>> START
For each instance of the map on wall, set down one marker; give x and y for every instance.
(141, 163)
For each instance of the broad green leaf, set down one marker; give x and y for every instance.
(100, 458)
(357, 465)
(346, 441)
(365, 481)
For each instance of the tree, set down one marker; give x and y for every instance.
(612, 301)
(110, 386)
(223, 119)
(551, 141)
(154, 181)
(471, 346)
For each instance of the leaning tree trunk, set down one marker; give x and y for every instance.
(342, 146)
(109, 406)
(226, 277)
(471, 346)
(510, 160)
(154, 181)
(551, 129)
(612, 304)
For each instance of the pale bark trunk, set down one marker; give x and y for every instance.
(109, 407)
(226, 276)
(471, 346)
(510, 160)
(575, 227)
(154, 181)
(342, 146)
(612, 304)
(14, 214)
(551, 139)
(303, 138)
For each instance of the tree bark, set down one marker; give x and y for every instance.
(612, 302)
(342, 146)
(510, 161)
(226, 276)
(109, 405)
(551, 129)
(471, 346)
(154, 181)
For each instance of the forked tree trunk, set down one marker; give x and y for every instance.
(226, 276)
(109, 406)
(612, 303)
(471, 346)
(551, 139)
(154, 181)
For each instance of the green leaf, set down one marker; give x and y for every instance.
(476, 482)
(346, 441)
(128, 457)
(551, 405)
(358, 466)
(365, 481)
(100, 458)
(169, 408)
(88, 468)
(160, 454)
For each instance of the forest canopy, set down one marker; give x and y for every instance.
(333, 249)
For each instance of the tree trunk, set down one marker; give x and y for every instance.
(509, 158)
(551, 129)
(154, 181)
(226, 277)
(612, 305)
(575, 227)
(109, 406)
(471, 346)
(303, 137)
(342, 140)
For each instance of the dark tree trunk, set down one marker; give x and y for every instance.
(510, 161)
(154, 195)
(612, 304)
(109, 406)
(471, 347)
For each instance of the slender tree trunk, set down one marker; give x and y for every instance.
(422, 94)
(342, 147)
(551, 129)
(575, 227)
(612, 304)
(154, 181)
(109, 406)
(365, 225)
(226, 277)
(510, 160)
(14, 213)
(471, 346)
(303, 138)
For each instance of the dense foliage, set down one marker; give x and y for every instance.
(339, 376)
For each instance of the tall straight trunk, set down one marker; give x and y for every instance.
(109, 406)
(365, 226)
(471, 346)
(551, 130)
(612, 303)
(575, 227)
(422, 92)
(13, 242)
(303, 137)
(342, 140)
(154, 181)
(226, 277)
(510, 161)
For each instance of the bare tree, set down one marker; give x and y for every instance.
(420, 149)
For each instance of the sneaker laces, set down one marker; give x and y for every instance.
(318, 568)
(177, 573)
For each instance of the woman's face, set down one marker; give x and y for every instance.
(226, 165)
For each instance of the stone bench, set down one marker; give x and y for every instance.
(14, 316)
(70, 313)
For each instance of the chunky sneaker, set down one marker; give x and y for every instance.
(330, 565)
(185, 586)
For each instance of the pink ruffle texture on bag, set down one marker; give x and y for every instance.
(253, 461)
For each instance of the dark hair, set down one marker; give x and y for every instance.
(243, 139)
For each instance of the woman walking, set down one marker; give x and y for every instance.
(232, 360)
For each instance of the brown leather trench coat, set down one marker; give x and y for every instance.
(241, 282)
>> END
>> START
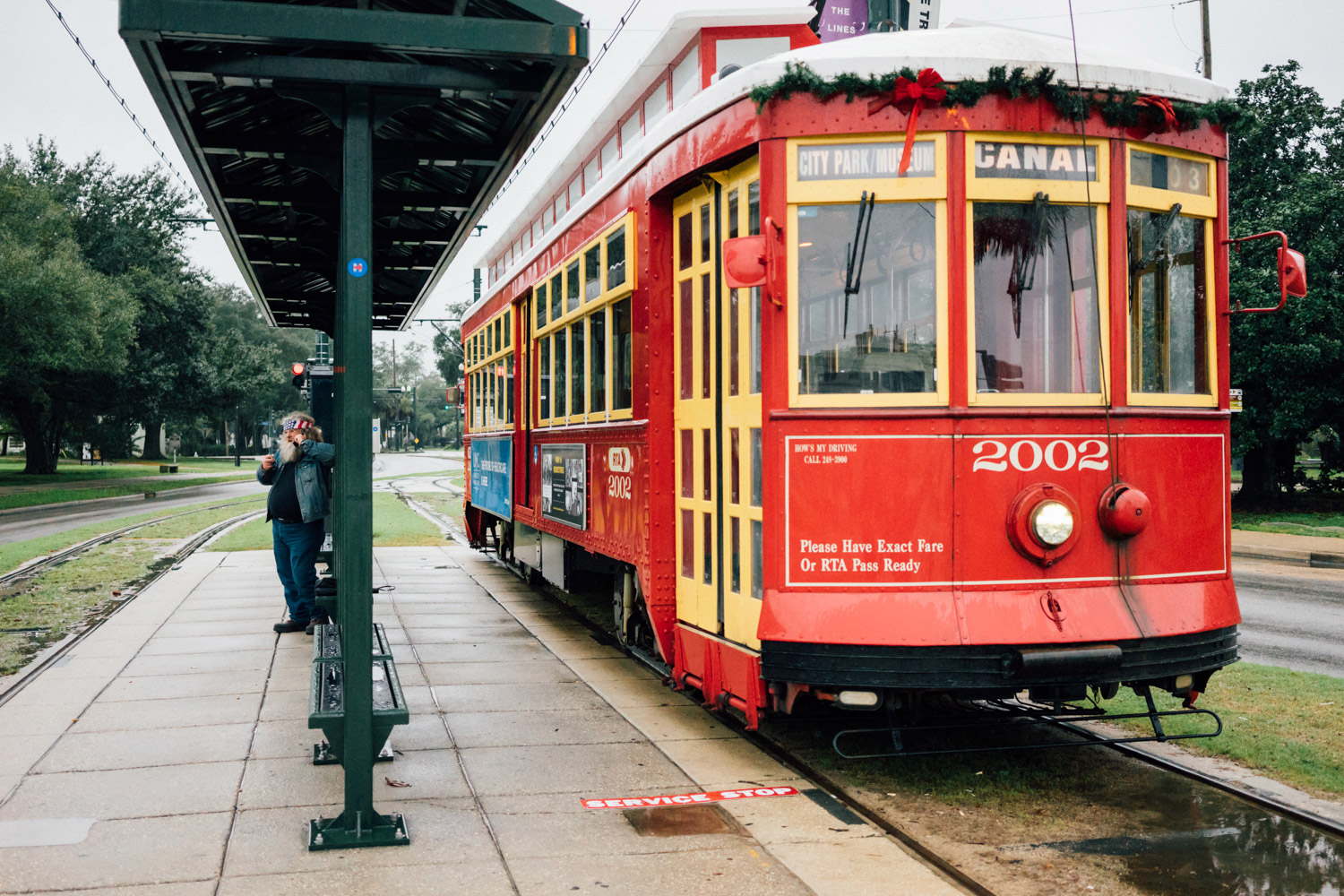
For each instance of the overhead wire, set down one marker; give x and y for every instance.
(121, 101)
>> END
Report every line in the listing that contains the string "bark".

_Written solution_:
For each instance of the pale bark trunk, set down one marker; give x and y for every instance.
For each instance of the tree bark, set down one marker; give x and y for every instance.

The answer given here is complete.